Dettagli del compito:
Qui sotto trovi un brano sulla crisi del mercato del petrolio. Scrivi come prosegue, partendo subito dopo la sua ultima frase.

Intanto, Donald Trump si è mostrato determinato ad agire per tamponare la crisi che sta investendo il settore oil americano, annunciando la decisione di invitare i dirigenti dei giganti petroliferi Usa per sondare la possibilità di un aiuto.
“Incontrerò i produttori di petrolio nella giornata di venerdì – ha detto il presidente americano in conferenza stampa – Venerdì, oppure sabato, o forse domenica, incontrerò anche i produttori di petrolio indipendenti. Ci saranno diversi meeting sulla questione”.
Trump ha anche detto di aver parlato di recente con i leader di Arabia Saudita e Russia, e di essere fiducioso nella possibilità che i due paesi sotterrino l’ascia di guerra e pongano fine alla guerra dei prezzi addirittura tra qualche, abbassando la produzione e sostenendo così i prezzi. Uno stesso auspicio in tal senso è arrivato dal presidente russo Vladimir Putin, che ha lanciato un appello affinché si trovi una soluzione a un mercato petrolifero che si presenta “sfidante”.
Petrolio: Taglio immediato solo con Brent a $10?
Qualche segnale di speranza si è dunque manifestato. E tuttavia, lo scetticismo su una ripresa dei prezzi del petrolio è condiviso da diversi analisti. Kang Wu, responsabile della divisione Asia Analytics di S&P Global Platts, ha per esempio sottolineato che, con un mercato che fa fronte a un eccesso di offerta, nel secondo trimestre, di 15 milioni di barili al giorno circa, sono necessari tagli straordinari dell’offerta di petrolio sia a maggio che a giugno.

I dati:

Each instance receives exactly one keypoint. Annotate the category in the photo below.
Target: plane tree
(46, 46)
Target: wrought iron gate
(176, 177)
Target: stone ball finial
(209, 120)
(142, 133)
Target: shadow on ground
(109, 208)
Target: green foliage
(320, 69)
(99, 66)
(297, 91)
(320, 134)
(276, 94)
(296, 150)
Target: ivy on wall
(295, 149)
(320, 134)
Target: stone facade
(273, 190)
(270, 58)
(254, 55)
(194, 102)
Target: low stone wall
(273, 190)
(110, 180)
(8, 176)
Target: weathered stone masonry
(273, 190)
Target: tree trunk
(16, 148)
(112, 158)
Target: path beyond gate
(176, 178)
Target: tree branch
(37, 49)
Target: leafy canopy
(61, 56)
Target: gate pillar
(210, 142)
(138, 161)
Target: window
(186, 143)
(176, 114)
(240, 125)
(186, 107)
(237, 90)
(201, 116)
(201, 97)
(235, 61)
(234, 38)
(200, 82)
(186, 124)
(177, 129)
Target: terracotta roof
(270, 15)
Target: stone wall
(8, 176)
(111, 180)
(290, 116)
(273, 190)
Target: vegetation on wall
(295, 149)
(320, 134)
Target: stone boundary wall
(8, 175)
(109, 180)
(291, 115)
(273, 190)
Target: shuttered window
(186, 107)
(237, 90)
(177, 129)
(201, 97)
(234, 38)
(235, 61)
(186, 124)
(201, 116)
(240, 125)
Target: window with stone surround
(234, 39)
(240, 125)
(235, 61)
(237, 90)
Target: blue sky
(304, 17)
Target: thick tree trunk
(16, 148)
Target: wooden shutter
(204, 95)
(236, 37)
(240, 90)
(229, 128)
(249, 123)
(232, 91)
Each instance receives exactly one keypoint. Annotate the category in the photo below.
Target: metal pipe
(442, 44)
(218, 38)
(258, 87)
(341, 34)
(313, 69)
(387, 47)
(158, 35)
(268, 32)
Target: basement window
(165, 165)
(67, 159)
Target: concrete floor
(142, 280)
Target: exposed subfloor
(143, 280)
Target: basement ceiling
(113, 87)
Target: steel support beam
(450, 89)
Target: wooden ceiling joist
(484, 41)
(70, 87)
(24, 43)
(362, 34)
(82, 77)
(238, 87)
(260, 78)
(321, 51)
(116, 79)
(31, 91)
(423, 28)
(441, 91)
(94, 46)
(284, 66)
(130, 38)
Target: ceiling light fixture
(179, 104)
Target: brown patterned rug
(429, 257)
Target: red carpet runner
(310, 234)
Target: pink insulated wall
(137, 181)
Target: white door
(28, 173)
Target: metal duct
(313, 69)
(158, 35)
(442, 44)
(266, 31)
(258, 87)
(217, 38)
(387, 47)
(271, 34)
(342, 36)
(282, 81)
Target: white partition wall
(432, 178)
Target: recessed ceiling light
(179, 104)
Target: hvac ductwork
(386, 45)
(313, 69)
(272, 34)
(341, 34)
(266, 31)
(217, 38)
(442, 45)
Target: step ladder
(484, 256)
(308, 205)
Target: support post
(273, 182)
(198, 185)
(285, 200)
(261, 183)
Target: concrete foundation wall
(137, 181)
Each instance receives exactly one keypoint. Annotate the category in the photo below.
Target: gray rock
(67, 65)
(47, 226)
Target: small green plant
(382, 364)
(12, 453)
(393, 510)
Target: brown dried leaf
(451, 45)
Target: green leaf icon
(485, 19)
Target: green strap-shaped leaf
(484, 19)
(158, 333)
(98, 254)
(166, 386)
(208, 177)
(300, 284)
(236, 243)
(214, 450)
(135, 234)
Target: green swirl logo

Esercizio svolto:
Nell’immediato non ci dovrebbe essere alcun taglio dell’output, secondo l’esperto, a meno che i prezzi del Brent non scendano attorno ai $10 al barile. Tra l’altro Kang Wu prevede una flessione della domanda globale di petrolio di 4,5 milioni di barili al giorno, per il 2020.
Le stime sono diverse, ma puntano tutte nella stessa direzione: quella di un tonfo della domanda di petrolio.
La società di ricerca Rystad Energy, per esempio, prevede che la domanda di petrolio crude scenderà, quest’anno, di quasi il 23% su base annua, attestandosi a 77,6 milioni di barili.
Flebili sono le speranze dunque di una ripresa dei prezzi, che sono crollati del 70% rispetto ai massimi di gennaio, capitolando ai valori più bassi in quasi due decenni.
Martedì scorso, nel commentare i capitomboli delle quotazioni, Trump non ha nascosto il proprio stupore: “C’è così tanto petrolio, e in alcuni casi vale probabilmente meno dell’acqua. In alcune parti del mondo l’acqua vale molto di più. Non abbiamo mai assistito a una cosa del genere”.
Indicazioni negative sono arrivate anche con i dati relativi all’offerta di crude dell’Arabia Saudita che, stando a quanto riportato da alcune fonti di mercato, è salita al record di oltre 12 milioni di barili al giorno, a dispetto del crollo della domanda, per l’appunto, e la richiesta americana al regno di smettere di inondare il mercato di petrolio.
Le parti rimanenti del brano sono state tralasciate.